* START Source passage *
Moore's Law is Dead and Coreteks are speculating without having a full picture of the details or doing some basic analysis. Given the 12 TF Xbox Series X with 360 sq mm die size running at an estimated 115-120w (according to my calculations based on Series X PSU rating) the area and power efficiency of RDNA2 is very good. The only remaining question is did AMD design HBM2 and GDDR6 memory controllers on the same die. Its a very reasonable decision if AMD wanted to use GDDR6 for the heavily cut Navi 21

Radeon 6800XT - 72 CU, 3SE, 6SA, 96 ROPs, 10-12 GB GDDR6 , 720-768 GB/s (16-18 Gbps GDDR6)

and HBM2E for the top 2 SKUs

Radeon 6900XT - 80 CU, 4SE, 8SA, 128 ROPs, 16 GB HBM2E, 920 GB/s (Hynix 3.6 Gbps HBM2E)
Radeon 6950XT - 96 CU, 4SE, 8SA, 128 ROPs, 16 GB HBM2E, 920 GB/s (Hynix 3.6 Gbps HBM2E)
* END Source passage *
**Parts of the exercise**
**1)** Render this sentence from the forum post about RDNA2 graphics cards in Spanish: "The only remaining question is did AMD design HBM2 and GDDR6 memory controllers on the same die."
**2)** Reproduce word for word the passage of the forum post about RDNA2 graphics cards between "Moore's Law is" and "(16-18 Gbps GDDR6)", inclusive.
* START Provided information *
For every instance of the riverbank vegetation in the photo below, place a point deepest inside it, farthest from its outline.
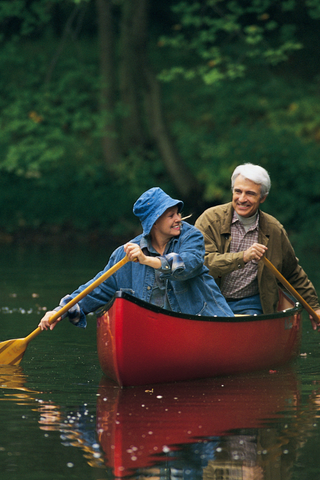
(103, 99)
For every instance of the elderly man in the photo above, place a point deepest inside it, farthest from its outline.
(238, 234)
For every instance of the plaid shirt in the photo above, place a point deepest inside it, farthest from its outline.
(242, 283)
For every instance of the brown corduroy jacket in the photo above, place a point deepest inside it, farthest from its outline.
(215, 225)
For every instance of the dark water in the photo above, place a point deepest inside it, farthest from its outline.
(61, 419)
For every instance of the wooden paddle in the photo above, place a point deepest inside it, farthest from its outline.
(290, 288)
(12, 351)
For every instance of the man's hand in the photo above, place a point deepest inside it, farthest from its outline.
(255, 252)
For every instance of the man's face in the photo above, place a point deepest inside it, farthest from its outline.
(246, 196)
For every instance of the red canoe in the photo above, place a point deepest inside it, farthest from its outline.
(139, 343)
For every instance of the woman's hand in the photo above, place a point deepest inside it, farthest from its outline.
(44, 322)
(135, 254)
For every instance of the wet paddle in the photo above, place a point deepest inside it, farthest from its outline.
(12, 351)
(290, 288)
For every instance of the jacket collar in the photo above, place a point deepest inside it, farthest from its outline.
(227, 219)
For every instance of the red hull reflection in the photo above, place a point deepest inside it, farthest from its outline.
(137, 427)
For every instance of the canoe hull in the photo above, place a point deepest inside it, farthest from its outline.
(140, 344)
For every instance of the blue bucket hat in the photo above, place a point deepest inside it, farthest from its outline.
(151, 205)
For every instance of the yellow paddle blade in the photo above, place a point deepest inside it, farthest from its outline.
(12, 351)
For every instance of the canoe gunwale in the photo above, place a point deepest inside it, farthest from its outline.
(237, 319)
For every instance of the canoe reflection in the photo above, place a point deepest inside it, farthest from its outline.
* END Provided information *
**The responses**
**1)** La única pregunta pendiente es si AMD diseñó controladores de memoria HBM2 y GDDR6 en el mismo die.

**2)**
Moore's Law is Dead and Coreteks are speculating without having a full picture of the details or doing some basic analysis. Given the 12 TF Xbox Series X with 360 sq mm die size running at an estimated 115-120w (according to my calculations based on Series X PSU rating) the area and power efficiency of RDNA2 is very good. The only remaining question is did AMD design HBM2 and GDDR6 memory controllers on the same die. Its a very reasonable decision if AMD wanted to use GDDR6 for the heavily cut Navi 21

Radeon 6800XT - 72 CU, 3SE, 6SA, 96 ROPs, 10-12 GB GDDR6 , 720-768 GB/s (16-18 Gbps GDDR6)